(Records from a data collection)

──────────────────────────────

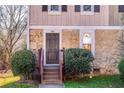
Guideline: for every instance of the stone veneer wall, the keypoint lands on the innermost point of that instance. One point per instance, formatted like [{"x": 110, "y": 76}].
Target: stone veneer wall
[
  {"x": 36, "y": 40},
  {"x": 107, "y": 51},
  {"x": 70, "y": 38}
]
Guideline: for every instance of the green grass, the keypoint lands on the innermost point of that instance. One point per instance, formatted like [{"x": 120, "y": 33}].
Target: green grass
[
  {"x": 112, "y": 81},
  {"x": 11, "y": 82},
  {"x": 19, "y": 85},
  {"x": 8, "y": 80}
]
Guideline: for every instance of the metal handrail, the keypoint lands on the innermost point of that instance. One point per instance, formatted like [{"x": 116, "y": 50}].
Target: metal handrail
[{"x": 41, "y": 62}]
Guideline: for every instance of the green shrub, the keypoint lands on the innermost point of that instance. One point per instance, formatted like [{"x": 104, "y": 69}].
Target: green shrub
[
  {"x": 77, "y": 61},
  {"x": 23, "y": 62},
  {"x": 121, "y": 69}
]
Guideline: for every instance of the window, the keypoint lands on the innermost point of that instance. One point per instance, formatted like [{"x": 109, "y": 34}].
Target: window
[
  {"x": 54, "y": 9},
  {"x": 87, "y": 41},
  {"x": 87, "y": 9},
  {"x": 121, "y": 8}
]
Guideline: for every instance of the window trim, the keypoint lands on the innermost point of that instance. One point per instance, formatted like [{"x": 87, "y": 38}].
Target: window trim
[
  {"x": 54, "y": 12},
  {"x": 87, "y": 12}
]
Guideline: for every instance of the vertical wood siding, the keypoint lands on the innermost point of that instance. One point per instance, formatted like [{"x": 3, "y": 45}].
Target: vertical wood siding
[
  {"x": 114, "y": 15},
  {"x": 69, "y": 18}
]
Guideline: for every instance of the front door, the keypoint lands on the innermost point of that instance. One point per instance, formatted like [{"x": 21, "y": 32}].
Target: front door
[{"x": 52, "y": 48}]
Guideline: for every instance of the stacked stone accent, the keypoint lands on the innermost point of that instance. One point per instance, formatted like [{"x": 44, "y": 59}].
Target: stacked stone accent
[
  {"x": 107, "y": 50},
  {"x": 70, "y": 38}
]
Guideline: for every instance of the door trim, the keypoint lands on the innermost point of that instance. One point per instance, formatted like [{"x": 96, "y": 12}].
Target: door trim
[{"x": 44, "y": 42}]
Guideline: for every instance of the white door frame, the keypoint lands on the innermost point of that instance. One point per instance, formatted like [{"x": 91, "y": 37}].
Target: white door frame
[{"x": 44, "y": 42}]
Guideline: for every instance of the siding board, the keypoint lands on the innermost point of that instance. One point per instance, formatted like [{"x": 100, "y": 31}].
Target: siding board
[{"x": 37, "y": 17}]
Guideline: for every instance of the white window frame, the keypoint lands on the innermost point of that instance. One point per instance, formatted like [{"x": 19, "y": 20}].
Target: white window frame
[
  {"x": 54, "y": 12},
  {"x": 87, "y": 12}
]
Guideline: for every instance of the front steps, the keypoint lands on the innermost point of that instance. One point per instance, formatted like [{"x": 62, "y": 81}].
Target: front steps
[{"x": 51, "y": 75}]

──────────────────────────────

What the task asks: Transfer the lines from the one that contains "Guideline: for every instance of the white door" through the last line, keeping all of them. In each answer, add 91 to every x and y keypoint coordinate.

Answer to the exercise:
Guideline: for every instance of the white door frame, the keypoint lands on the innermost point of that instance. One point per instance, formatted like [{"x": 91, "y": 37}].
Target: white door frame
[{"x": 135, "y": 133}]
Guideline: for every instance of the siding board, the keypoint lands on the innermost point of that instance. One point per instance, formatted like [{"x": 100, "y": 31}].
Target: siding board
[{"x": 128, "y": 108}]
Guideline: for every instance of the white window frame, the keypoint lands on the innermost point of that instance. One point per instance, formatted like [{"x": 19, "y": 20}].
Target: white window frame
[
  {"x": 145, "y": 103},
  {"x": 178, "y": 103}
]
Guideline: for every instance of the front steps, the keypoint lands on the innermost point of that instance. One point per instance, formatted like [{"x": 62, "y": 81}].
Target: front steps
[{"x": 142, "y": 166}]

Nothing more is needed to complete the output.